What the task asks: Where does the string "white" appear in the records? Copy every line that contains it.

Material for this exercise:
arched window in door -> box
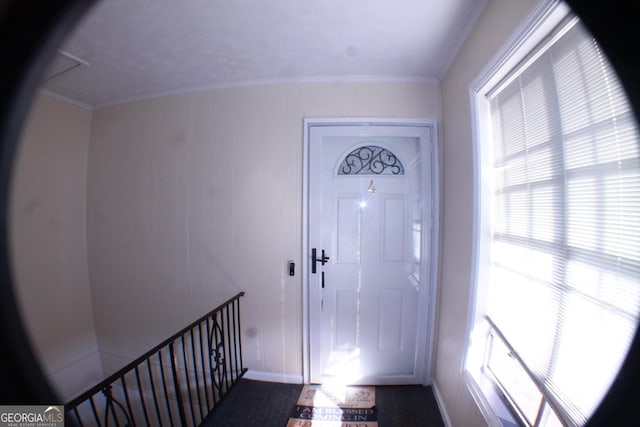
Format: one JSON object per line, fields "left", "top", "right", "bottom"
{"left": 337, "top": 145, "right": 405, "bottom": 175}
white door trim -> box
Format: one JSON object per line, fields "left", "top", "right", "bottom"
{"left": 302, "top": 118, "right": 440, "bottom": 385}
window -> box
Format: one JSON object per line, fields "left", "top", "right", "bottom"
{"left": 465, "top": 3, "right": 640, "bottom": 427}
{"left": 338, "top": 145, "right": 405, "bottom": 175}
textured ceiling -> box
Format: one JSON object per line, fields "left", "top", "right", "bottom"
{"left": 41, "top": 0, "right": 486, "bottom": 108}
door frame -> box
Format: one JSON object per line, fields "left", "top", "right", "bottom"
{"left": 302, "top": 118, "right": 440, "bottom": 385}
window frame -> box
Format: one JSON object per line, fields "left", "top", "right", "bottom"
{"left": 467, "top": 0, "right": 640, "bottom": 421}
{"left": 464, "top": 1, "right": 574, "bottom": 426}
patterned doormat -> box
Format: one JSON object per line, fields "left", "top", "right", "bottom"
{"left": 286, "top": 385, "right": 378, "bottom": 427}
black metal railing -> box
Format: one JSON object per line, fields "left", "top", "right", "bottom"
{"left": 66, "top": 292, "right": 246, "bottom": 427}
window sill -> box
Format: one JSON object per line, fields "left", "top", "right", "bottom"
{"left": 463, "top": 368, "right": 522, "bottom": 427}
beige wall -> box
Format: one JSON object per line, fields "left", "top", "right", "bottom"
{"left": 87, "top": 81, "right": 441, "bottom": 377}
{"left": 10, "top": 93, "right": 103, "bottom": 401}
{"left": 434, "top": 0, "right": 537, "bottom": 425}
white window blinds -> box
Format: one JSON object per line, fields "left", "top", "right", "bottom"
{"left": 486, "top": 19, "right": 640, "bottom": 425}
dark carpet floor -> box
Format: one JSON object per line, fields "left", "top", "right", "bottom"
{"left": 201, "top": 378, "right": 445, "bottom": 427}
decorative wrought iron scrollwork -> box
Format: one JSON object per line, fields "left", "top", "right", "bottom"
{"left": 102, "top": 385, "right": 132, "bottom": 427}
{"left": 209, "top": 314, "right": 226, "bottom": 396}
{"left": 212, "top": 342, "right": 225, "bottom": 370}
{"left": 338, "top": 145, "right": 405, "bottom": 175}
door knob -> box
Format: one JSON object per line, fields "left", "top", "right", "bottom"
{"left": 320, "top": 249, "right": 330, "bottom": 264}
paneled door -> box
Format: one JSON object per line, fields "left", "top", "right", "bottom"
{"left": 306, "top": 122, "right": 435, "bottom": 385}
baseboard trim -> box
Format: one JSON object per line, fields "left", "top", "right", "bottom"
{"left": 243, "top": 370, "right": 304, "bottom": 384}
{"left": 432, "top": 380, "right": 453, "bottom": 427}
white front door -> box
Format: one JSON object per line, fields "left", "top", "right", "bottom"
{"left": 306, "top": 122, "right": 436, "bottom": 385}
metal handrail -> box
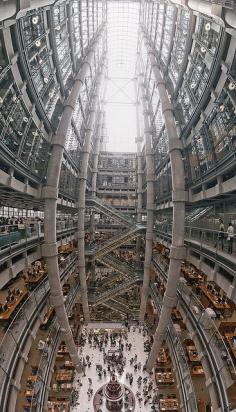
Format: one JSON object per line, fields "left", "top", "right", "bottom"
{"left": 29, "top": 280, "right": 80, "bottom": 411}
{"left": 0, "top": 251, "right": 77, "bottom": 410}
{"left": 152, "top": 254, "right": 236, "bottom": 379}
{"left": 150, "top": 284, "right": 198, "bottom": 412}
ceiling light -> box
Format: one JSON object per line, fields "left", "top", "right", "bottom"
{"left": 190, "top": 83, "right": 196, "bottom": 89}
{"left": 32, "top": 16, "right": 39, "bottom": 25}
{"left": 38, "top": 59, "right": 43, "bottom": 64}
{"left": 205, "top": 22, "right": 211, "bottom": 31}
{"left": 219, "top": 104, "right": 225, "bottom": 112}
{"left": 54, "top": 8, "right": 59, "bottom": 15}
{"left": 23, "top": 116, "right": 28, "bottom": 123}
{"left": 12, "top": 95, "right": 17, "bottom": 102}
{"left": 49, "top": 91, "right": 54, "bottom": 98}
{"left": 18, "top": 131, "right": 23, "bottom": 136}
{"left": 0, "top": 97, "right": 3, "bottom": 104}
{"left": 44, "top": 77, "right": 48, "bottom": 84}
{"left": 32, "top": 131, "right": 38, "bottom": 137}
{"left": 35, "top": 40, "right": 41, "bottom": 47}
{"left": 9, "top": 117, "right": 14, "bottom": 122}
{"left": 201, "top": 46, "right": 206, "bottom": 53}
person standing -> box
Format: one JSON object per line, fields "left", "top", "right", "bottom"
{"left": 227, "top": 222, "right": 234, "bottom": 254}
{"left": 218, "top": 218, "right": 225, "bottom": 250}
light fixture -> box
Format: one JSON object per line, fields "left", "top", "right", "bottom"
{"left": 35, "top": 40, "right": 41, "bottom": 47}
{"left": 219, "top": 104, "right": 225, "bottom": 112}
{"left": 0, "top": 97, "right": 3, "bottom": 104}
{"left": 18, "top": 131, "right": 23, "bottom": 136}
{"left": 12, "top": 95, "right": 17, "bottom": 102}
{"left": 32, "top": 15, "right": 39, "bottom": 25}
{"left": 23, "top": 116, "right": 28, "bottom": 123}
{"left": 38, "top": 59, "right": 43, "bottom": 65}
{"left": 49, "top": 91, "right": 54, "bottom": 98}
{"left": 9, "top": 117, "right": 14, "bottom": 122}
{"left": 54, "top": 8, "right": 59, "bottom": 14}
{"left": 55, "top": 25, "right": 60, "bottom": 31}
{"left": 228, "top": 81, "right": 236, "bottom": 91}
{"left": 32, "top": 131, "right": 38, "bottom": 137}
{"left": 201, "top": 46, "right": 206, "bottom": 53}
{"left": 43, "top": 77, "right": 48, "bottom": 84}
{"left": 205, "top": 22, "right": 211, "bottom": 31}
{"left": 190, "top": 83, "right": 196, "bottom": 89}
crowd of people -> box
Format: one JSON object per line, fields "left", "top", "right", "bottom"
{"left": 74, "top": 324, "right": 161, "bottom": 411}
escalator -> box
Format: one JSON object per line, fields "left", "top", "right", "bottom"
{"left": 86, "top": 196, "right": 134, "bottom": 226}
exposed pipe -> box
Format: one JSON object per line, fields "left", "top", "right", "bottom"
{"left": 140, "top": 31, "right": 187, "bottom": 372}
{"left": 138, "top": 69, "right": 155, "bottom": 322}
{"left": 43, "top": 35, "right": 102, "bottom": 372}
{"left": 77, "top": 62, "right": 106, "bottom": 322}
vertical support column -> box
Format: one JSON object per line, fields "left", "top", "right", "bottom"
{"left": 77, "top": 65, "right": 105, "bottom": 322}
{"left": 43, "top": 41, "right": 100, "bottom": 372}
{"left": 141, "top": 31, "right": 187, "bottom": 372}
{"left": 134, "top": 77, "right": 144, "bottom": 257}
{"left": 138, "top": 72, "right": 155, "bottom": 322}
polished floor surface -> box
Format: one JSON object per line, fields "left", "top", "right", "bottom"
{"left": 71, "top": 323, "right": 157, "bottom": 412}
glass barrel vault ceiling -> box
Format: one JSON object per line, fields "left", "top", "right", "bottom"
{"left": 105, "top": 0, "right": 140, "bottom": 152}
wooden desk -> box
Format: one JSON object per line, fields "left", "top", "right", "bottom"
{"left": 191, "top": 365, "right": 204, "bottom": 376}
{"left": 47, "top": 400, "right": 70, "bottom": 412}
{"left": 55, "top": 369, "right": 73, "bottom": 383}
{"left": 199, "top": 285, "right": 231, "bottom": 311}
{"left": 157, "top": 348, "right": 168, "bottom": 365}
{"left": 224, "top": 333, "right": 236, "bottom": 360}
{"left": 26, "top": 270, "right": 46, "bottom": 287}
{"left": 155, "top": 372, "right": 174, "bottom": 386}
{"left": 0, "top": 290, "right": 28, "bottom": 321}
{"left": 160, "top": 398, "right": 179, "bottom": 411}
{"left": 186, "top": 346, "right": 199, "bottom": 362}
{"left": 171, "top": 309, "right": 182, "bottom": 321}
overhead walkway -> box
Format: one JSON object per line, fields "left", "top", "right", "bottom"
{"left": 86, "top": 196, "right": 134, "bottom": 226}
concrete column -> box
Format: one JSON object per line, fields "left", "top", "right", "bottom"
{"left": 134, "top": 78, "right": 143, "bottom": 255}
{"left": 141, "top": 31, "right": 187, "bottom": 371}
{"left": 77, "top": 65, "right": 106, "bottom": 322}
{"left": 43, "top": 37, "right": 103, "bottom": 372}
{"left": 138, "top": 72, "right": 155, "bottom": 322}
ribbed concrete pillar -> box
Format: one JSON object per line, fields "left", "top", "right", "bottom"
{"left": 141, "top": 31, "right": 187, "bottom": 372}
{"left": 138, "top": 72, "right": 155, "bottom": 322}
{"left": 43, "top": 38, "right": 102, "bottom": 372}
{"left": 77, "top": 65, "right": 106, "bottom": 322}
{"left": 134, "top": 78, "right": 143, "bottom": 256}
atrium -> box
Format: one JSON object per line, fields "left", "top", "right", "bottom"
{"left": 0, "top": 1, "right": 236, "bottom": 411}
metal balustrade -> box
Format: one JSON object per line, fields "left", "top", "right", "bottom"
{"left": 0, "top": 251, "right": 77, "bottom": 411}
{"left": 29, "top": 280, "right": 80, "bottom": 412}
{"left": 149, "top": 284, "right": 198, "bottom": 412}
{"left": 155, "top": 223, "right": 236, "bottom": 258}
{"left": 152, "top": 254, "right": 236, "bottom": 407}
{"left": 86, "top": 196, "right": 135, "bottom": 226}
{"left": 0, "top": 222, "right": 77, "bottom": 265}
{"left": 98, "top": 253, "right": 143, "bottom": 278}
{"left": 90, "top": 274, "right": 142, "bottom": 306}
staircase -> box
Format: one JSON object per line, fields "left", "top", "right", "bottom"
{"left": 88, "top": 225, "right": 145, "bottom": 259}
{"left": 87, "top": 195, "right": 145, "bottom": 315}
{"left": 102, "top": 299, "right": 139, "bottom": 317}
{"left": 86, "top": 196, "right": 134, "bottom": 226}
{"left": 97, "top": 253, "right": 143, "bottom": 278}
{"left": 89, "top": 274, "right": 142, "bottom": 306}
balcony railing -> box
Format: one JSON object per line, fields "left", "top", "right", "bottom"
{"left": 0, "top": 251, "right": 77, "bottom": 411}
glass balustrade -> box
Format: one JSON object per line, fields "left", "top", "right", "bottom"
{"left": 0, "top": 252, "right": 77, "bottom": 408}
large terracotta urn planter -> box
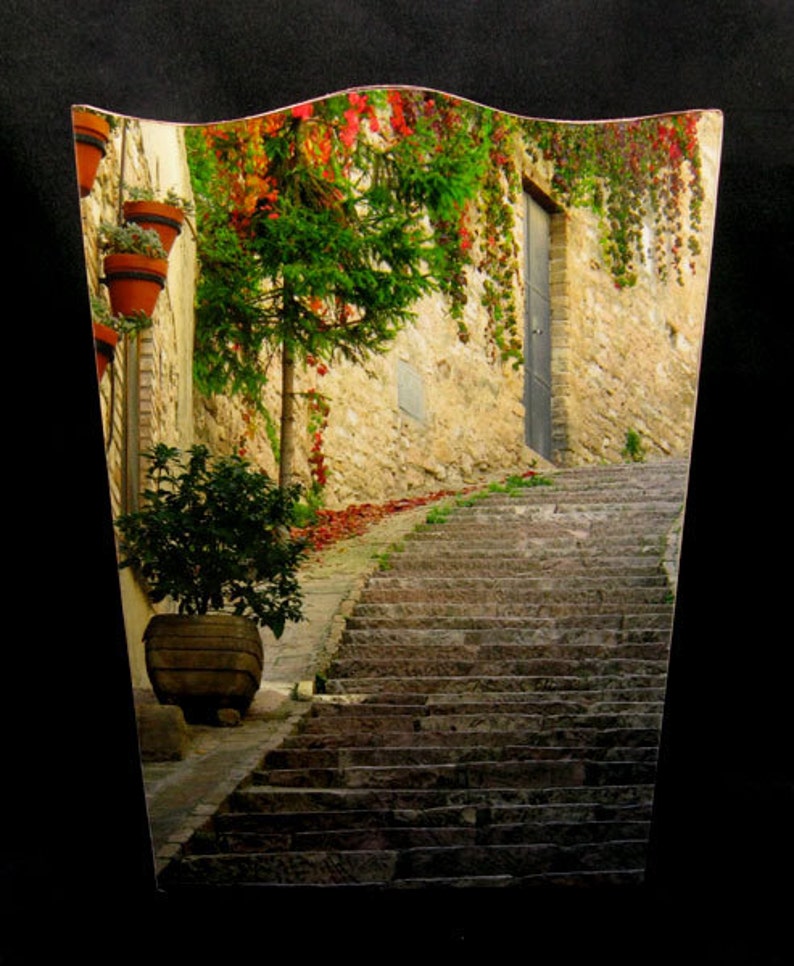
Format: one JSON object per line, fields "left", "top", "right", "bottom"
{"left": 73, "top": 110, "right": 110, "bottom": 198}
{"left": 102, "top": 253, "right": 168, "bottom": 318}
{"left": 123, "top": 200, "right": 185, "bottom": 255}
{"left": 93, "top": 321, "right": 119, "bottom": 382}
{"left": 144, "top": 613, "right": 264, "bottom": 724}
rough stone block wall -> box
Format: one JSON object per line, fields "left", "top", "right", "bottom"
{"left": 78, "top": 113, "right": 197, "bottom": 686}
{"left": 209, "top": 109, "right": 717, "bottom": 504}
{"left": 553, "top": 111, "right": 721, "bottom": 465}
{"left": 193, "top": 231, "right": 542, "bottom": 509}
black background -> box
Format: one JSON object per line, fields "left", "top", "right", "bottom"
{"left": 1, "top": 2, "right": 791, "bottom": 962}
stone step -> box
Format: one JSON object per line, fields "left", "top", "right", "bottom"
{"left": 327, "top": 657, "right": 667, "bottom": 679}
{"left": 334, "top": 638, "right": 672, "bottom": 662}
{"left": 429, "top": 498, "right": 680, "bottom": 512}
{"left": 436, "top": 513, "right": 680, "bottom": 531}
{"left": 261, "top": 743, "right": 659, "bottom": 772}
{"left": 252, "top": 758, "right": 593, "bottom": 790}
{"left": 365, "top": 573, "right": 669, "bottom": 590}
{"left": 477, "top": 491, "right": 682, "bottom": 506}
{"left": 338, "top": 626, "right": 672, "bottom": 649}
{"left": 299, "top": 708, "right": 664, "bottom": 736}
{"left": 207, "top": 816, "right": 651, "bottom": 856}
{"left": 324, "top": 674, "right": 668, "bottom": 695}
{"left": 303, "top": 693, "right": 662, "bottom": 713}
{"left": 284, "top": 726, "right": 664, "bottom": 751}
{"left": 344, "top": 613, "right": 675, "bottom": 631}
{"left": 383, "top": 555, "right": 668, "bottom": 575}
{"left": 251, "top": 754, "right": 659, "bottom": 790}
{"left": 393, "top": 838, "right": 651, "bottom": 882}
{"left": 403, "top": 527, "right": 673, "bottom": 546}
{"left": 208, "top": 796, "right": 652, "bottom": 842}
{"left": 359, "top": 582, "right": 670, "bottom": 605}
{"left": 348, "top": 603, "right": 674, "bottom": 622}
{"left": 163, "top": 838, "right": 650, "bottom": 887}
{"left": 228, "top": 782, "right": 657, "bottom": 814}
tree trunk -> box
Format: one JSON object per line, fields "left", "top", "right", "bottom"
{"left": 279, "top": 343, "right": 296, "bottom": 489}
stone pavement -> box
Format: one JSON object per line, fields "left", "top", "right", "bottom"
{"left": 138, "top": 500, "right": 435, "bottom": 876}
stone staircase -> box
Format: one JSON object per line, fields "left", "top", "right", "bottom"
{"left": 159, "top": 458, "right": 687, "bottom": 893}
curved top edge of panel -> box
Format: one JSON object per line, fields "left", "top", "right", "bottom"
{"left": 72, "top": 83, "right": 724, "bottom": 128}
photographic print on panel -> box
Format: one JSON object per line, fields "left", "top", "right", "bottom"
{"left": 74, "top": 88, "right": 722, "bottom": 890}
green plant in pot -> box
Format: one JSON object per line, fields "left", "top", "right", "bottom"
{"left": 116, "top": 443, "right": 308, "bottom": 724}
{"left": 100, "top": 222, "right": 169, "bottom": 319}
{"left": 73, "top": 108, "right": 114, "bottom": 198}
{"left": 90, "top": 294, "right": 153, "bottom": 382}
{"left": 122, "top": 184, "right": 194, "bottom": 255}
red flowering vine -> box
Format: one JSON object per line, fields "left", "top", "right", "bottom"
{"left": 188, "top": 90, "right": 706, "bottom": 492}
{"left": 304, "top": 356, "right": 331, "bottom": 494}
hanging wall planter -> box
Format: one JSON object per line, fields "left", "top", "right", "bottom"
{"left": 93, "top": 321, "right": 119, "bottom": 382}
{"left": 123, "top": 199, "right": 185, "bottom": 255}
{"left": 90, "top": 295, "right": 153, "bottom": 383}
{"left": 73, "top": 109, "right": 110, "bottom": 198}
{"left": 99, "top": 223, "right": 169, "bottom": 319}
{"left": 103, "top": 252, "right": 169, "bottom": 317}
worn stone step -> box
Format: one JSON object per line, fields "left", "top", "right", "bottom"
{"left": 344, "top": 613, "right": 675, "bottom": 631}
{"left": 351, "top": 598, "right": 673, "bottom": 617}
{"left": 334, "top": 639, "right": 671, "bottom": 663}
{"left": 306, "top": 692, "right": 665, "bottom": 711}
{"left": 327, "top": 657, "right": 668, "bottom": 680}
{"left": 207, "top": 817, "right": 651, "bottom": 856}
{"left": 404, "top": 524, "right": 670, "bottom": 541}
{"left": 324, "top": 673, "right": 668, "bottom": 695}
{"left": 395, "top": 543, "right": 666, "bottom": 560}
{"left": 163, "top": 837, "right": 651, "bottom": 887}
{"left": 382, "top": 868, "right": 647, "bottom": 890}
{"left": 393, "top": 838, "right": 650, "bottom": 882}
{"left": 383, "top": 556, "right": 668, "bottom": 577}
{"left": 261, "top": 744, "right": 658, "bottom": 773}
{"left": 285, "top": 726, "right": 664, "bottom": 752}
{"left": 219, "top": 824, "right": 479, "bottom": 854}
{"left": 229, "top": 782, "right": 656, "bottom": 815}
{"left": 338, "top": 626, "right": 673, "bottom": 649}
{"left": 359, "top": 583, "right": 670, "bottom": 606}
{"left": 251, "top": 756, "right": 657, "bottom": 791}
{"left": 403, "top": 529, "right": 672, "bottom": 549}
{"left": 253, "top": 758, "right": 588, "bottom": 790}
{"left": 365, "top": 572, "right": 669, "bottom": 589}
{"left": 441, "top": 504, "right": 682, "bottom": 522}
{"left": 210, "top": 796, "right": 652, "bottom": 840}
{"left": 299, "top": 710, "right": 664, "bottom": 738}
{"left": 477, "top": 490, "right": 682, "bottom": 506}
{"left": 160, "top": 848, "right": 399, "bottom": 886}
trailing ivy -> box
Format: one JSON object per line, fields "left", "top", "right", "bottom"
{"left": 519, "top": 112, "right": 703, "bottom": 288}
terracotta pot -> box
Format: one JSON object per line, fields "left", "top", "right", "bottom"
{"left": 93, "top": 321, "right": 119, "bottom": 382}
{"left": 102, "top": 253, "right": 168, "bottom": 318}
{"left": 73, "top": 110, "right": 110, "bottom": 198}
{"left": 123, "top": 200, "right": 185, "bottom": 255}
{"left": 144, "top": 613, "right": 264, "bottom": 724}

Written solution:
white door trim -> box
white window blinds -> box
white front door -> box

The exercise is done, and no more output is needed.